◆ **Required action**: Write out the line that contains "of the small", then every following line to the end of the records below, with no other lines and no changes.

Spatial localization data:
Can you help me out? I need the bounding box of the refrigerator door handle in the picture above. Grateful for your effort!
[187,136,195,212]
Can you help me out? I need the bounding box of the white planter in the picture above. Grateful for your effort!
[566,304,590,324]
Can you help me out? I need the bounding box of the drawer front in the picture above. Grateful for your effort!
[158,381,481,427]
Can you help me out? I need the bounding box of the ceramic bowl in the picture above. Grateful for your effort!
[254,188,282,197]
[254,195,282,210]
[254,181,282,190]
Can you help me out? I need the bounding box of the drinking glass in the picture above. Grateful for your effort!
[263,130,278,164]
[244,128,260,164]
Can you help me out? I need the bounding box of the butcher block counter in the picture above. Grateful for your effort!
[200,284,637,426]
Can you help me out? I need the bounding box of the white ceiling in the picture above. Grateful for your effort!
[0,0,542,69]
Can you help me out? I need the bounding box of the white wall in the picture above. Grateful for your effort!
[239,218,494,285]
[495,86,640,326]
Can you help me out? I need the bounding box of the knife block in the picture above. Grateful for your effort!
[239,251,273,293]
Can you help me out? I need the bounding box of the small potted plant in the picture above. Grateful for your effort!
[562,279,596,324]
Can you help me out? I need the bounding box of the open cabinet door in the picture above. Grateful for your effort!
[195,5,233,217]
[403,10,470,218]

◆ **Answer for this exercise**:
Can you help me out? I need the bounding box of the small potted plant in the picture above. Grateful for your effort!
[562,279,596,324]
Can you help me out? I need the bounding box of the open cabinet door in the picture above. Grateful for your effort!
[195,5,233,217]
[403,10,470,218]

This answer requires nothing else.